L’arco decennale è rispecchiato integralmente dalla durata di Milano-poesia, se si considera che nell’ ’82 e nell’ ’83 vi furono i primi due banchi di prova della squadra organizzativa di questo laboratorio artistico permanente, e cioè, rispettivamente, le manifestazioni «Guerra alla guerra» e «polyphonix 5». In seguito, nell’ ’84, si sarebbe svolta la prima edizione propriamente detta di Milano-poesia (l’ultima risale al ’92), festival che avrebbe avuto una risonanza straordinaria per il tempo e non solo – il focus, si badi bene, resta sempre sulla «poesia», pratica marginale per antonomasia –, e che molto deve a una figura eclettica, di rara acutezza, quale fu quella di Gianni Sassi. Il lavoro svolto da Sassi e dalla Coop Intrapresa, che curò anche la grafica particolarmente caratterizzata dei cataloghi del festival, rappresentò un nuovo modello di progettazione culturale che avrebbe dato origine a innumerevoli riprese negli anni a venire (il format dell’“intrattenimento di qualità”). E tuttavia, come ricorda Gazzola, Milano-poesia costituì di fatto un unicum nel panorama italiano, perché soltanto in quella particolare fase di transizione era stato possibile costruire un evento di tale portata sulla base di premesse “autenticamente” comunitarie, collettive. La tradizione di movimenti internazionali quale era stato Fluxus si stava rivelando, di fatto, ancora vivace e condivisa, come pure la volontà di preservare una visione militante, attiva, intensamente partecipata del “fare” poesia.

=======

Istruzioni del compito =>
Continua il brano su Milano-poesia partendo subito dopo la sua ultima frase. Le righe che seguono non sono necessarie.

=======

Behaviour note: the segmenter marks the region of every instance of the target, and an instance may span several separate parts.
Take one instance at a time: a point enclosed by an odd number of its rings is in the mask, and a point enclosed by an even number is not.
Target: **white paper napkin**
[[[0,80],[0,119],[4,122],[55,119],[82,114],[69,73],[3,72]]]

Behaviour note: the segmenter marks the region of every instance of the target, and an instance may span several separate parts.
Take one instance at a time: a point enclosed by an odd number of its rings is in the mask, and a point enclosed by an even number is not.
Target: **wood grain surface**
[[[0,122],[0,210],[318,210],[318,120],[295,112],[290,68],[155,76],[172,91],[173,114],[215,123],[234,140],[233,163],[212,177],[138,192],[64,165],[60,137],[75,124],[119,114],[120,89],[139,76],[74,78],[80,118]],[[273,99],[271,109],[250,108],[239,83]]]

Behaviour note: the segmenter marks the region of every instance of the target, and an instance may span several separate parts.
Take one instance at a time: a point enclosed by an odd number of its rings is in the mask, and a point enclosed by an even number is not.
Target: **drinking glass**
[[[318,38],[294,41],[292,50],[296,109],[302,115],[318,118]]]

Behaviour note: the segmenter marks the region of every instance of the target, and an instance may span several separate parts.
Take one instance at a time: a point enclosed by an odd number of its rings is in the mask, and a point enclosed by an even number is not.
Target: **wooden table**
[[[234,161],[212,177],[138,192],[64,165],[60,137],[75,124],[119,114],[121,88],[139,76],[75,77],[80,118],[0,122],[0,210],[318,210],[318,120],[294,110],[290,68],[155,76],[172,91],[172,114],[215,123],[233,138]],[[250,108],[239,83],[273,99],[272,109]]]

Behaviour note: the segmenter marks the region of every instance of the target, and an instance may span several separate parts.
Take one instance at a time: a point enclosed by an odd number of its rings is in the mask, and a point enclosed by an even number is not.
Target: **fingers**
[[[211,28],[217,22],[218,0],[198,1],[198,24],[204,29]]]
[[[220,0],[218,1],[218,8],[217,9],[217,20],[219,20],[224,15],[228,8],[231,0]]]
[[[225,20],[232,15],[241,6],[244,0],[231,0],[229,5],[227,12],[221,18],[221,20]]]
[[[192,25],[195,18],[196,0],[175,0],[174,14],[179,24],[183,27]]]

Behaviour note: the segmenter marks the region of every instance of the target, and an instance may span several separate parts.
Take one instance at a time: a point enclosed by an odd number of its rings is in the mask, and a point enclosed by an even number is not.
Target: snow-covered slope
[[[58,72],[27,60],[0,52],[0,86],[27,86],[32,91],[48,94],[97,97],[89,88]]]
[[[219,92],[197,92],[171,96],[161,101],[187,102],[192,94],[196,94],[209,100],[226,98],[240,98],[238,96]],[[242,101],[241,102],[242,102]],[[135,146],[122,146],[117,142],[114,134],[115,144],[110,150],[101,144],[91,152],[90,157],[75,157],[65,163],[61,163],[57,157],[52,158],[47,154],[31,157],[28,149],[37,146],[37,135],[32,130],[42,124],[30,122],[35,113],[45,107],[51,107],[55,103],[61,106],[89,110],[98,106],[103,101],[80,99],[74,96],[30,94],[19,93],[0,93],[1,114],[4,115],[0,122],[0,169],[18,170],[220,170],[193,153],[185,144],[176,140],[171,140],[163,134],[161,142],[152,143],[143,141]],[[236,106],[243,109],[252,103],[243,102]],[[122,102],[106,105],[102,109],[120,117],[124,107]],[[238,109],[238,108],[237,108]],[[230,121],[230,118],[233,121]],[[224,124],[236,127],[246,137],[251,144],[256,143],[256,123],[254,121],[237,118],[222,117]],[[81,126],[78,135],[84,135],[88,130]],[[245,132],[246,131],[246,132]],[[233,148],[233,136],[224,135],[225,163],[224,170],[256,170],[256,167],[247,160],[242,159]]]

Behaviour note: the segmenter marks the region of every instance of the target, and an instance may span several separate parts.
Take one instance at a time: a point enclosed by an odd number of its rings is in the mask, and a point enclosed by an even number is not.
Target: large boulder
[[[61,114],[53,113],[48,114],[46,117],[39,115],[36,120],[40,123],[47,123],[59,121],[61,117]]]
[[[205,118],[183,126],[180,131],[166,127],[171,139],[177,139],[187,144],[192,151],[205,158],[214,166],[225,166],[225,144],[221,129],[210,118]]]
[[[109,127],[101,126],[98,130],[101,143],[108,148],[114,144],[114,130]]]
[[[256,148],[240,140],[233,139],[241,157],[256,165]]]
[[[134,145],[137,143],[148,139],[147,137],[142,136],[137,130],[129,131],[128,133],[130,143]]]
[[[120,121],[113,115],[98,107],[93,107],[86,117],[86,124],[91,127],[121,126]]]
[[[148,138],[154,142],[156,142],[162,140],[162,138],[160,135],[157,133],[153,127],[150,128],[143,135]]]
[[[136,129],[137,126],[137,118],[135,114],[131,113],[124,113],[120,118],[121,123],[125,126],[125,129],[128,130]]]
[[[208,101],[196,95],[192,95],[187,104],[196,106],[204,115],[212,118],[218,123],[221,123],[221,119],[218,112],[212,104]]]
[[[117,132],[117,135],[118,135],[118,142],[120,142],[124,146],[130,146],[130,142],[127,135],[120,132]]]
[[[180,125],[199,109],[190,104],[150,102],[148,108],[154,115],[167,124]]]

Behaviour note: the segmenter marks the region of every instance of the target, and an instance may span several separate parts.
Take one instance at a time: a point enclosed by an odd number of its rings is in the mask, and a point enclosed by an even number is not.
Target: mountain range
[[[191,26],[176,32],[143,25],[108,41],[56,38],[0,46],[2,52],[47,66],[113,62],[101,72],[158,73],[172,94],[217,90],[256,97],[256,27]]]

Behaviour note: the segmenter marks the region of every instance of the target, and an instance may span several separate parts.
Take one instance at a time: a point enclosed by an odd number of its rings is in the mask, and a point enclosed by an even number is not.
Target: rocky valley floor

=======

Risultato del compito =>
La struttura dell’oggetto-libro ricalca, in certa misura, una tale concezione rizomatica e “incarnata”: troviamo, non a caso, diversi riferimenti al monumentale Millepiani di Deleuze-Guattari, finanche nel movimento orizzontale-sincronico che si registra al livello dell’organizzazione macrotestuale. Intendo, cioè, che si ha l’impressione che tutti i materiali (assai eterogenei) convogliati nel volume siano dispiegati su di un’unica superficie di senso, a partire dai numerosi approfondimenti storico-critici fino ai saggi teorici e di poetica, passando attraverso gli accurati “cappelli” monografici e, naturalmente, la mole tutt’altro che trascurabile dei testi di poesia performati durante il festival.
Il montaggio di questi innumerevoli lacerti segnici e semantici, paradossalmente dotati di una certa coerenza intrinseca, dà origine a un fitto tessuto dialogico, bachtinianamente polifonico.
Ricordiamo, inoltre, che Eugenio Gazzola ha scelto di includere non soltanto i testi da cui traspare un legame diretto con Milano-poesia, ma anche una nutrita serie di fonti “secondarie”, vale a dire di riflessioni filosofiche, estetiche, politiche, senz’altro rappresentative della temperie di quegli anni, riflessioni a partire dalle quali si diramano ulteriori proliferazioni possibili del discorso critico. Dal pianale della pagina si dischiudono così delle “pieghe” a tutti gli effetti, inabissamenti “verticali” nella lingua e nel mondo che “si” dice, che non cessano però di aderire a un’immanenza radicale, ovvero a un solido sostrato storico-materialistico di fondo.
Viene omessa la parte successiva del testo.